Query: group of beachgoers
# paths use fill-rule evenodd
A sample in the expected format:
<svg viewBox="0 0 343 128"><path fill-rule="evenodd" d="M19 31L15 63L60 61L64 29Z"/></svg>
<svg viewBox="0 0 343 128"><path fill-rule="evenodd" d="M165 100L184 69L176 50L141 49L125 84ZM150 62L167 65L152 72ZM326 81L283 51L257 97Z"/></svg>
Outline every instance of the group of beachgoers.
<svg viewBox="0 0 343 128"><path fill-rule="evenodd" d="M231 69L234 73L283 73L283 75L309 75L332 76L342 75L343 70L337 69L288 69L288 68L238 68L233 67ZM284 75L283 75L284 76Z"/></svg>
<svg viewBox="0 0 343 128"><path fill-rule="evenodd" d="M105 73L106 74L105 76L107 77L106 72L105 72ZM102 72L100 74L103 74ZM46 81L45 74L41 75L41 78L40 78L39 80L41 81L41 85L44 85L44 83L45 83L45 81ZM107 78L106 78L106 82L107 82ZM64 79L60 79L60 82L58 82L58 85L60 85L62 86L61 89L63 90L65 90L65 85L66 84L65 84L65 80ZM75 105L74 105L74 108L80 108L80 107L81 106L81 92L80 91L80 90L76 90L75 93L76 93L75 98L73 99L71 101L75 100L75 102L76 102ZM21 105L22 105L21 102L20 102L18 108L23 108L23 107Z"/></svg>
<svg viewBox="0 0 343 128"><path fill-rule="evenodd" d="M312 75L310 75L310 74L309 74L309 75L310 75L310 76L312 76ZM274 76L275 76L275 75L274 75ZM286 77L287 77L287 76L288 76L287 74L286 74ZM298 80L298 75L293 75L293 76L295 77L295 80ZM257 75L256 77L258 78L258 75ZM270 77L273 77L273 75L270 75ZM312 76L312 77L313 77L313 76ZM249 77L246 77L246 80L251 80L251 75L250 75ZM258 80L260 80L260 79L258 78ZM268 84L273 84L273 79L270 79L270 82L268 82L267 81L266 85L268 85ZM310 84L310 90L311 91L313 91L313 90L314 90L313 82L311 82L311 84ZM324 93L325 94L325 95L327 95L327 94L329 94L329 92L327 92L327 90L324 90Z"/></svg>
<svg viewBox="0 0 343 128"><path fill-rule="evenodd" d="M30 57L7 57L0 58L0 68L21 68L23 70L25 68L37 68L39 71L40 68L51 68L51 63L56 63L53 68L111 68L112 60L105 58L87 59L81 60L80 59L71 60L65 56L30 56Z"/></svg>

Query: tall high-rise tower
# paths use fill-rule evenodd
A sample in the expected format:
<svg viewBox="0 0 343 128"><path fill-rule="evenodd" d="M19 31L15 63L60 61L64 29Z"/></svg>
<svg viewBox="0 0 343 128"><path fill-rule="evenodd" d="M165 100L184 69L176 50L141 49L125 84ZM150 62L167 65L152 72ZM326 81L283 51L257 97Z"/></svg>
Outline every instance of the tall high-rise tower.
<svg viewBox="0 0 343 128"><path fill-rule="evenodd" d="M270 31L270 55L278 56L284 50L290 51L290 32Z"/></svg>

────────

**Set task:** Give all of the data above as a numbered list, leaving out the blank lines.

**The completed task:**
1. Query: group of beachgoers
2. # paths use fill-rule evenodd
3. A sample in the expected format:
4. <svg viewBox="0 0 343 128"><path fill-rule="evenodd" d="M19 31L15 63L60 61L64 29Z"/></svg>
5. <svg viewBox="0 0 343 128"><path fill-rule="evenodd" d="M165 100L184 69L176 50L141 49L125 84ZM150 62L167 65L152 72ZM326 81L283 51L257 97Z"/></svg>
6. Outline every instance of the group of beachgoers.
7. <svg viewBox="0 0 343 128"><path fill-rule="evenodd" d="M231 69L234 73L283 73L283 75L309 75L332 76L342 75L343 70L337 69L288 69L288 68L238 68L233 67ZM284 75L283 75L284 76Z"/></svg>
8. <svg viewBox="0 0 343 128"><path fill-rule="evenodd" d="M105 73L106 74L105 76L107 77L106 72L105 72ZM102 72L100 74L103 74ZM46 81L45 74L41 75L41 78L40 78L39 80L41 81L41 85L44 85L44 83L45 83L45 81ZM107 78L106 78L106 82L107 82ZM64 79L60 79L60 82L58 82L58 85L60 85L62 86L61 89L63 90L65 90L65 85L66 84L65 84L65 80ZM75 105L74 105L74 108L80 108L80 107L81 106L81 92L80 91L80 90L76 90L75 93L76 93L75 98L73 99L71 101L75 100L75 102L76 102ZM21 105L22 105L21 102L20 102L18 108L23 108L23 107Z"/></svg>
9. <svg viewBox="0 0 343 128"><path fill-rule="evenodd" d="M312 75L310 75L310 74L309 74L309 75L310 75L310 76L312 76ZM274 76L275 76L275 75L274 75ZM286 77L287 77L287 76L288 76L287 74L286 74ZM298 80L298 75L293 75L293 76L295 77L295 80ZM257 75L256 77L258 78L258 75ZM270 77L273 77L273 75L270 75ZM312 76L312 77L313 77L313 76ZM249 77L246 77L246 80L251 80L251 75L250 75ZM258 80L260 80L260 79L258 78ZM268 84L273 84L273 79L270 79L270 82L268 82L267 81L266 85L268 85ZM310 84L310 90L311 91L313 91L313 90L314 90L313 82L311 82L311 84ZM324 93L325 94L325 95L327 95L327 94L329 94L329 92L327 92L327 90L324 90Z"/></svg>
10. <svg viewBox="0 0 343 128"><path fill-rule="evenodd" d="M30 57L7 57L0 58L0 68L21 68L23 70L25 68L37 68L39 71L40 68L51 68L51 63L56 63L53 68L111 68L112 60L105 58L87 59L81 60L80 59L71 60L65 56L30 56Z"/></svg>
11. Query: tall high-rise tower
12. # paths use fill-rule evenodd
13. A sample in the expected format:
14. <svg viewBox="0 0 343 128"><path fill-rule="evenodd" d="M19 31L15 63L60 61L64 29Z"/></svg>
15. <svg viewBox="0 0 343 128"><path fill-rule="evenodd" d="M165 100L184 69L176 50L141 49L125 84ZM150 62L167 65L152 72ZM326 81L283 51L257 97Z"/></svg>
16. Outline every instance of the tall high-rise tower.
17. <svg viewBox="0 0 343 128"><path fill-rule="evenodd" d="M270 31L270 55L278 56L284 50L290 51L290 32Z"/></svg>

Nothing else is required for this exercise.